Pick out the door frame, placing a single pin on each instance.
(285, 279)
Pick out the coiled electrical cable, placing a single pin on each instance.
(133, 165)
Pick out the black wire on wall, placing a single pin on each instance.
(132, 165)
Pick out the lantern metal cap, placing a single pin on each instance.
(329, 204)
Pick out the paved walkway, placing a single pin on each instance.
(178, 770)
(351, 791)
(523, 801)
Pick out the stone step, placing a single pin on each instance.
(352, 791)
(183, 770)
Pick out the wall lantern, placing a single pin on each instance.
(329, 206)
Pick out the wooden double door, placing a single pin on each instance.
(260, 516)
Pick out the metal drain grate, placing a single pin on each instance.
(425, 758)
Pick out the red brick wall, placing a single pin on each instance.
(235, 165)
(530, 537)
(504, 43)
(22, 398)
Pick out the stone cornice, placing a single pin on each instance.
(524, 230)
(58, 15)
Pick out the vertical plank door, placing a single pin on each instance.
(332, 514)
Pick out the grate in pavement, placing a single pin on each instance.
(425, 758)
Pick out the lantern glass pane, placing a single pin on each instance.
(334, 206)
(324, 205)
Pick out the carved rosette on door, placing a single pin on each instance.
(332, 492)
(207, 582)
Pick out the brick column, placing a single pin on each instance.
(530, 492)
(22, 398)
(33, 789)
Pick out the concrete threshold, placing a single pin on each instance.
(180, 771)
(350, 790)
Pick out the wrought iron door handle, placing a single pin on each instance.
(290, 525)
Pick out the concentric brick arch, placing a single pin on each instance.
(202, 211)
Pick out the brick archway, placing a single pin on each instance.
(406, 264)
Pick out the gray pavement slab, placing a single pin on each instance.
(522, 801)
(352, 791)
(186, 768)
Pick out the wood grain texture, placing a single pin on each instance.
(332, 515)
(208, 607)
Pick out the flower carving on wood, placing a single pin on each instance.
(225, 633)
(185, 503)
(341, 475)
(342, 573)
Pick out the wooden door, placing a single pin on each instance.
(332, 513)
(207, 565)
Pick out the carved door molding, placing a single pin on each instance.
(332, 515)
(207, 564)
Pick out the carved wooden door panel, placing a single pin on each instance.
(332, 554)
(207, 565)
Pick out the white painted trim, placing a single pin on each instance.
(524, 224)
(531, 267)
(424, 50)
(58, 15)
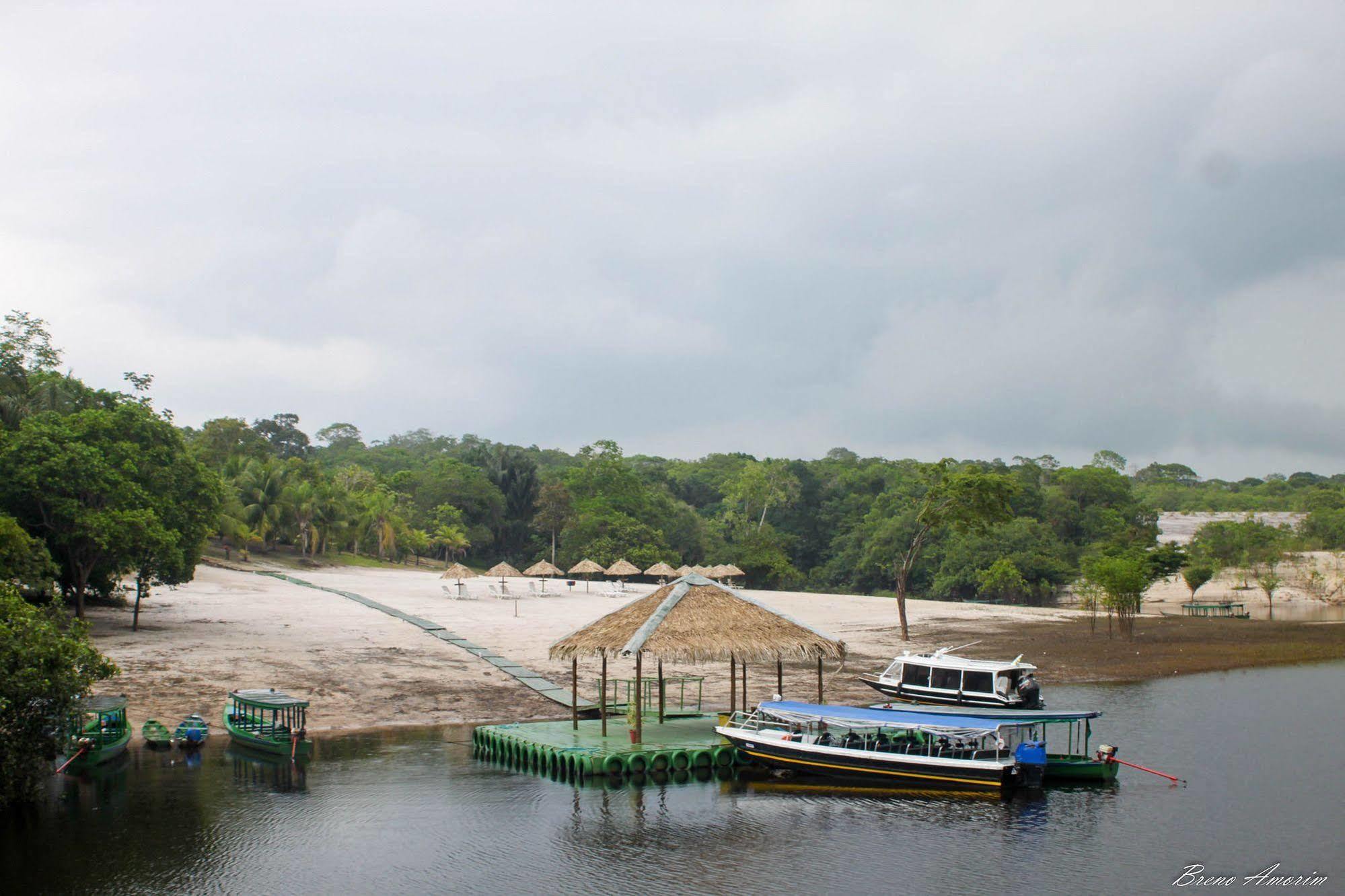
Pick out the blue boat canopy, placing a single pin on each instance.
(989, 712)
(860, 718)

--

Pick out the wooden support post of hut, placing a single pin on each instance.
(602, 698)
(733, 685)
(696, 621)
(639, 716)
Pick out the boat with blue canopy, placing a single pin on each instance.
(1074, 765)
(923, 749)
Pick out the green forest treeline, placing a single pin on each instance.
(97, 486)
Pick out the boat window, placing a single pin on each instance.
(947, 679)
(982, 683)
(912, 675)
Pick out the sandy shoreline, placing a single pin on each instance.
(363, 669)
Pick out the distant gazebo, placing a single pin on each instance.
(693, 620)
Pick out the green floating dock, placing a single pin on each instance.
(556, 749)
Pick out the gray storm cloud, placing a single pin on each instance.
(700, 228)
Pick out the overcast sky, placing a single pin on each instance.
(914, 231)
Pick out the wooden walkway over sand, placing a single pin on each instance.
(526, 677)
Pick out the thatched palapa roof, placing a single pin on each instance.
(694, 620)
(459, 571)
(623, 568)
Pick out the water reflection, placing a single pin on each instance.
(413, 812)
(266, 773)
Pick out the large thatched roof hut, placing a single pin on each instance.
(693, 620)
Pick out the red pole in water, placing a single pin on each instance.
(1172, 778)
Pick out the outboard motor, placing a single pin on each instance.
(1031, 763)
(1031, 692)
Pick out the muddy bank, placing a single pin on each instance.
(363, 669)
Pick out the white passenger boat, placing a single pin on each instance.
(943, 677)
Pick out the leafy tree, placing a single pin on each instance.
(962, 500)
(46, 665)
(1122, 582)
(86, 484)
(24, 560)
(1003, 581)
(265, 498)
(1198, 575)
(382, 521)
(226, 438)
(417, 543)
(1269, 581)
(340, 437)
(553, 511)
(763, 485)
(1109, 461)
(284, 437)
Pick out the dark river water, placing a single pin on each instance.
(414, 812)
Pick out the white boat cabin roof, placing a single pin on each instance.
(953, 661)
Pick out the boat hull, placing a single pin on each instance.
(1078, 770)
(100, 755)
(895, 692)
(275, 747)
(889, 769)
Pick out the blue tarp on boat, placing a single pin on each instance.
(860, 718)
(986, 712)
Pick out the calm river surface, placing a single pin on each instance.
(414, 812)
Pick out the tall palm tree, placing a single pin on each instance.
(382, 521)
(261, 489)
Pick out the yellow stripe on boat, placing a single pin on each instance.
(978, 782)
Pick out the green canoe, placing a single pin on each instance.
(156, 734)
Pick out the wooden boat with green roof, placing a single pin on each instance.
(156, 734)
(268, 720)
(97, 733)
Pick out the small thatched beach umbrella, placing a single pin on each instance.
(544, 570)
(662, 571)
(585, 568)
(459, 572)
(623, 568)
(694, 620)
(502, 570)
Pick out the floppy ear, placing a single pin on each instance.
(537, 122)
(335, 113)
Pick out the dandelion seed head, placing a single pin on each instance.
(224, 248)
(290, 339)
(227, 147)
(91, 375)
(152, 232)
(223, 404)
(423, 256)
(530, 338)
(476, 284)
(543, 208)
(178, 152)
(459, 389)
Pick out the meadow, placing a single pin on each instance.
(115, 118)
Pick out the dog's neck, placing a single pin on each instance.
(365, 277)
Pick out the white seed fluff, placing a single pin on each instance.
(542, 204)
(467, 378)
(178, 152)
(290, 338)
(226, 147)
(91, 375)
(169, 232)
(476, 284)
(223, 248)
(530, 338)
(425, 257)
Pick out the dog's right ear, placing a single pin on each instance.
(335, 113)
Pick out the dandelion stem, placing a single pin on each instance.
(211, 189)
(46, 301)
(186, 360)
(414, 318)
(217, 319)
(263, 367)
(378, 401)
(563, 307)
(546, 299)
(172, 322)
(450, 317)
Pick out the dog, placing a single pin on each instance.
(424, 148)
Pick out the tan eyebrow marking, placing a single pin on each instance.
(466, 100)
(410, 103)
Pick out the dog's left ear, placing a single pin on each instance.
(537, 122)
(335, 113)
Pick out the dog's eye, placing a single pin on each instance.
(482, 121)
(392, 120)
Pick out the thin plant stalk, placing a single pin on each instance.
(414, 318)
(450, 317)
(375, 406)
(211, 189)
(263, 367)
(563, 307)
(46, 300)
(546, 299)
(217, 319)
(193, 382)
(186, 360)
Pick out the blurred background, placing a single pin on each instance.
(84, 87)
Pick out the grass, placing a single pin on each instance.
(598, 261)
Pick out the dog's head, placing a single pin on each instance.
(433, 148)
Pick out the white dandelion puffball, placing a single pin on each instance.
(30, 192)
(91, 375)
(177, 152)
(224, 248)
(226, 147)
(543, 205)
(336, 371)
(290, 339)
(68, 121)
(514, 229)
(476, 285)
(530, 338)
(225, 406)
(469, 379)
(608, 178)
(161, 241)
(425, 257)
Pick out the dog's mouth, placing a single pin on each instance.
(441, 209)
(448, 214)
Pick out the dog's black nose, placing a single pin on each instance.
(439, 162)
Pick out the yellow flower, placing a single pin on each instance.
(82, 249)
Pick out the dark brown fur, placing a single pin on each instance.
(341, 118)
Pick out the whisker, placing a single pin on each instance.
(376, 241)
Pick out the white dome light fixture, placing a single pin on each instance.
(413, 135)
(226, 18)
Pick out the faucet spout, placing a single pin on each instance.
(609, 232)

→ **What to produce**
Pick out every row above, in either block, that contains the string "gray", and copy each one in full. Match uppercase and lowercase exactly.

→ **Final answer**
Pick out the gray pavement slab, placing a single pin on each instance.
Pick out the gray storm cloud, placing a single pin on each instance.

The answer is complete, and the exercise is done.